A very different response eventually come from a senior member of the New Right party who has married a black refugee to the country and where later he makes the point that the very legislation he helped to pass means that their son cannot wear a hooded top because of the risk of being picked for a misdemeanour and then being open to repatriation. It is a very big step for him to make, and even after he arrives at the first policy making and launch meeting of those involved he hesitates and momentarily withdraws unable to because he cannot send the letter resigning from his party and become and an Independent.

Katrine has explained the development to her mother who remains hostile because of the insecurity financially and the impact on her role as a single parent. Although sworn to tell no one she tells Kasper and he pretends that it will be on the news that evening. He is joking and in fact on the Kasper Torben show he says he believes that Birgitte has quit politics after the failure of her attempt to become leader of the Moderates.

Through a misunderstanding, I think Katrine believes Kasper is staying for a meal first before taking their child to his home although it is not clear if he living on his own or with someone after the couple split up yet again. He only stays for part of a glass of wine. However Katrine does have a one night fling with the new Director of News Division having previously approached about returning to the TV station after failure of Birgitte to gain the leadership of the Moderates.

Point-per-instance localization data

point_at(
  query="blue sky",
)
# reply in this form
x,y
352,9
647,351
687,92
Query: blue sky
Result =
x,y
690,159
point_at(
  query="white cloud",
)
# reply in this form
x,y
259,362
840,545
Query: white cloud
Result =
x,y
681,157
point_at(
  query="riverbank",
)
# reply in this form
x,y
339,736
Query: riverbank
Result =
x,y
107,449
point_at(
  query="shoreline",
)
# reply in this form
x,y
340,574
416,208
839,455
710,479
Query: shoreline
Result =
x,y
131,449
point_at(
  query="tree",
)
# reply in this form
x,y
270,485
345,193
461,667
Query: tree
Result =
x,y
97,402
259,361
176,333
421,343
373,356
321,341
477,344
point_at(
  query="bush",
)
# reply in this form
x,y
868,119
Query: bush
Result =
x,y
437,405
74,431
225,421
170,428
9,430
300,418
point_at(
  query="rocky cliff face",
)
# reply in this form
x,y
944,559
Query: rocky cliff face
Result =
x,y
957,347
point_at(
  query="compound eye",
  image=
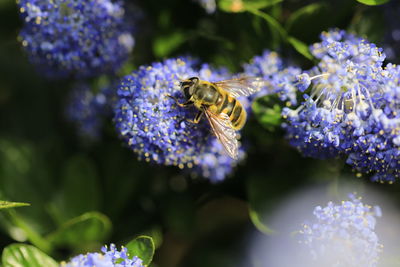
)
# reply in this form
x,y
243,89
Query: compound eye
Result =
x,y
186,83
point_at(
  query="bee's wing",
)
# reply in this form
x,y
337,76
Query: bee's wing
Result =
x,y
244,86
222,128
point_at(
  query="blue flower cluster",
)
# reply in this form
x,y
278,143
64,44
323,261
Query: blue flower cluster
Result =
x,y
343,235
352,108
110,257
78,38
278,78
392,31
157,130
87,108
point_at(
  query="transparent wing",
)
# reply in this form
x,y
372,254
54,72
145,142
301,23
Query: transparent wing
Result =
x,y
244,86
222,128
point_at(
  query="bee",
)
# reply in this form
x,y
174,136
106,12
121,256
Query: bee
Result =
x,y
218,101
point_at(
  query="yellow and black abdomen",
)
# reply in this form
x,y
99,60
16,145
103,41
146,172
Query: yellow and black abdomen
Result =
x,y
233,108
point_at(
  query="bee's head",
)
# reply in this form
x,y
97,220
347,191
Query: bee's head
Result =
x,y
187,86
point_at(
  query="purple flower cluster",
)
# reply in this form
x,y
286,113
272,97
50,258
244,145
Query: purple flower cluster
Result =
x,y
110,257
278,78
87,108
352,108
343,235
80,38
158,131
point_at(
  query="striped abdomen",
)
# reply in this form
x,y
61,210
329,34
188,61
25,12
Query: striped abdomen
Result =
x,y
233,108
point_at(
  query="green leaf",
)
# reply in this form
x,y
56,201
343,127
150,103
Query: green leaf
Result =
x,y
20,255
256,220
300,47
91,227
270,20
142,247
304,12
275,25
243,5
267,112
80,191
373,2
8,205
165,45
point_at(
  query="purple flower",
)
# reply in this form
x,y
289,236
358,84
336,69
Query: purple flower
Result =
x,y
343,234
75,38
352,108
158,131
110,257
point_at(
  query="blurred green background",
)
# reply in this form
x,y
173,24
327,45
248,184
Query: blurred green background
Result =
x,y
85,194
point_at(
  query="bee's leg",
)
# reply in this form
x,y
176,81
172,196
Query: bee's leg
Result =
x,y
197,118
187,103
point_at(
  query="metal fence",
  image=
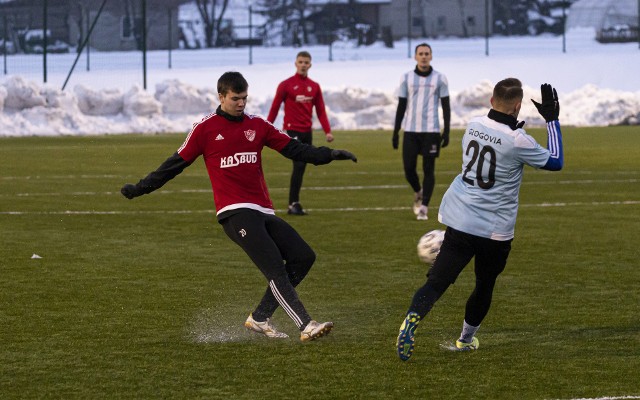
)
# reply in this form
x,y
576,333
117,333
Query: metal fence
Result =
x,y
53,63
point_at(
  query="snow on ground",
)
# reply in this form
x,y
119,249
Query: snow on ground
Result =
x,y
597,84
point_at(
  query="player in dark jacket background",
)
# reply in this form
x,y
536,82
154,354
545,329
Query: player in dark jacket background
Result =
x,y
231,144
300,95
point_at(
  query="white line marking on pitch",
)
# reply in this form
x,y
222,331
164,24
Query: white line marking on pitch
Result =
x,y
343,209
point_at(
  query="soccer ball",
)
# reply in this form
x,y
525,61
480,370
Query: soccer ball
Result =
x,y
429,245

YOUR GOAL. Which first names of people does the supplied text mention, not counting the name of the Kasper Torben show?

RESPONSE TO THIS TASK. Katrine, Kasper, Birgitte